- **Given request**:
Can you rewrite the listing below with every "named coordinates" swapped for "labeled values", changing nothing else and leaving the pictures out?
═════ Supplied data
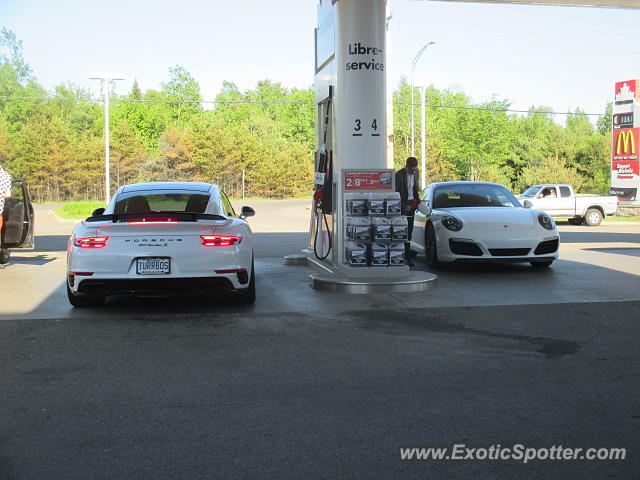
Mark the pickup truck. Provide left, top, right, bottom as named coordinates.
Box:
left=518, top=184, right=619, bottom=227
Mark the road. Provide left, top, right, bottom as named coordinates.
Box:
left=0, top=202, right=640, bottom=480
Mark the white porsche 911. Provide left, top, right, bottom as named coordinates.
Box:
left=67, top=182, right=256, bottom=307
left=411, top=182, right=560, bottom=267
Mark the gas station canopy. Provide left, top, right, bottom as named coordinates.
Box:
left=430, top=0, right=640, bottom=9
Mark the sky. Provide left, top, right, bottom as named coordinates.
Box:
left=0, top=0, right=640, bottom=118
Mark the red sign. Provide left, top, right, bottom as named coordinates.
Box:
left=611, top=160, right=640, bottom=178
left=615, top=80, right=640, bottom=105
left=344, top=170, right=393, bottom=191
left=611, top=128, right=640, bottom=160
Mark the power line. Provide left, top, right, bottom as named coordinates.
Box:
left=0, top=95, right=606, bottom=117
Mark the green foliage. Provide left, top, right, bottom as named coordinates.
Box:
left=54, top=202, right=105, bottom=219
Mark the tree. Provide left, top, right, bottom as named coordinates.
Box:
left=161, top=65, right=202, bottom=124
left=0, top=27, right=33, bottom=85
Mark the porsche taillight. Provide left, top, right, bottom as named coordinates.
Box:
left=200, top=235, right=242, bottom=247
left=73, top=237, right=109, bottom=248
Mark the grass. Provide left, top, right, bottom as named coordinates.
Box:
left=54, top=202, right=104, bottom=219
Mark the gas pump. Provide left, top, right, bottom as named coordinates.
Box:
left=311, top=87, right=334, bottom=260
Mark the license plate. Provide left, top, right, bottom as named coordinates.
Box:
left=136, top=257, right=171, bottom=275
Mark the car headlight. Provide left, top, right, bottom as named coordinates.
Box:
left=538, top=213, right=556, bottom=230
left=440, top=215, right=462, bottom=232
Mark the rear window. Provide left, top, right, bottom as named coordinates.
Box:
left=113, top=190, right=209, bottom=214
left=433, top=184, right=520, bottom=208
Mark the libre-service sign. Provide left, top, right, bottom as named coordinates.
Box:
left=609, top=80, right=640, bottom=203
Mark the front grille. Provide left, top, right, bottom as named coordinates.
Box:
left=489, top=248, right=531, bottom=257
left=533, top=238, right=559, bottom=255
left=449, top=239, right=482, bottom=257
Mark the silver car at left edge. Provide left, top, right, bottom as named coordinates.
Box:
left=66, top=182, right=256, bottom=307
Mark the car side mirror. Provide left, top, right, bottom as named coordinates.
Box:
left=418, top=203, right=431, bottom=217
left=240, top=207, right=256, bottom=218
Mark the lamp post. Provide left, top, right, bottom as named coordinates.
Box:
left=89, top=73, right=124, bottom=205
left=420, top=87, right=427, bottom=188
left=409, top=42, right=436, bottom=157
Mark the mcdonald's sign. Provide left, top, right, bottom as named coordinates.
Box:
left=611, top=128, right=640, bottom=160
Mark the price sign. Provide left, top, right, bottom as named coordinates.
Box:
left=344, top=170, right=393, bottom=191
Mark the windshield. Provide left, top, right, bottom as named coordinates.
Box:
left=113, top=190, right=209, bottom=214
left=521, top=185, right=542, bottom=198
left=433, top=183, right=521, bottom=208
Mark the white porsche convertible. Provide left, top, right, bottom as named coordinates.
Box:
left=67, top=182, right=256, bottom=307
left=411, top=182, right=560, bottom=267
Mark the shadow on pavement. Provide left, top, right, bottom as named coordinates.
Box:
left=33, top=235, right=69, bottom=253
══════════
- **Exercise response**:
Mark the pickup truck. Provide left, top, right, bottom as labeled values.
Box:
left=518, top=184, right=619, bottom=227
Mark the road. Provide left, top, right, bottom as labeled values.
Box:
left=0, top=202, right=640, bottom=480
Mark the white porsche 911. Provide left, top, right, bottom as labeled values.
Box:
left=67, top=182, right=256, bottom=307
left=411, top=182, right=560, bottom=267
Mark the gas station canopy. Provide left, top, right, bottom as labeled values.
Box:
left=430, top=0, right=640, bottom=9
Mark the sky. Provide left, top, right, bottom as labeled values.
Box:
left=0, top=0, right=640, bottom=118
Mark the red sign. Provide left, top, right, bottom as labeled values.
Box:
left=611, top=160, right=640, bottom=178
left=615, top=80, right=640, bottom=105
left=344, top=170, right=393, bottom=191
left=611, top=128, right=640, bottom=160
Mark the power line. Provide left, top, right, bottom as labeled values.
Box:
left=0, top=95, right=606, bottom=117
Mark the green foliage. Provide left, top, right, bottom as labeled values.
Box:
left=54, top=202, right=105, bottom=219
Mark the tree. Provide left, top, right, bottom as labeled values.
Box:
left=161, top=65, right=202, bottom=124
left=0, top=27, right=33, bottom=85
Mark the porsche taillight. Provide left, top, right, bottom as labeled values.
Box:
left=200, top=235, right=242, bottom=247
left=73, top=237, right=109, bottom=248
Mark the grass. Provide left, top, right, bottom as labeled values.
Box:
left=54, top=202, right=104, bottom=219
Mark the gas pump. Provide left, top, right, bottom as labeled values.
Box:
left=311, top=87, right=334, bottom=260
Mark the license plate. Provide left, top, right, bottom as labeled values.
Box:
left=136, top=257, right=171, bottom=275
Mark the car headlight. Provide left, top, right, bottom as labeled values.
Box:
left=538, top=213, right=556, bottom=230
left=440, top=215, right=462, bottom=232
Mark the rear window. Provide left, top, right, bottom as labeled values.
Box:
left=113, top=190, right=209, bottom=214
left=433, top=184, right=520, bottom=208
Mark the libre-service sign. Provide left, top, right, bottom as labeled values.
Box:
left=609, top=80, right=640, bottom=203
Mark the front grille. Provide left, top, right, bottom as labeled values.
Box:
left=489, top=248, right=531, bottom=257
left=533, top=238, right=559, bottom=255
left=449, top=239, right=482, bottom=257
Mark the silver car at left edge. Provide left, top, right, bottom as labeled values.
Box:
left=66, top=182, right=256, bottom=307
Mark the car side mirror. Provide left, top, right, bottom as labeled values.
Box:
left=418, top=203, right=431, bottom=217
left=240, top=207, right=256, bottom=218
Mark the lamp post. Provide left, top, right, bottom as labeled values.
Box:
left=89, top=73, right=124, bottom=205
left=420, top=87, right=427, bottom=188
left=409, top=42, right=436, bottom=157
Mark the mcdonald's sign. Provide left, top, right, bottom as labeled values.
Box:
left=611, top=128, right=640, bottom=160
Mark the price sign. Provide left, top, right, bottom as labeled values.
Box:
left=344, top=170, right=393, bottom=191
Mark the windshield. Provide left, top, right, bottom as labeled values.
Box:
left=113, top=190, right=209, bottom=214
left=521, top=185, right=542, bottom=198
left=433, top=183, right=521, bottom=208
Mark the white porsche convertible. Provide left, top, right, bottom as labeled values.
Box:
left=67, top=182, right=256, bottom=307
left=411, top=182, right=560, bottom=267
Mark the shadow on pavement. Provide left, top, right, bottom as labeled values.
Box:
left=33, top=235, right=69, bottom=253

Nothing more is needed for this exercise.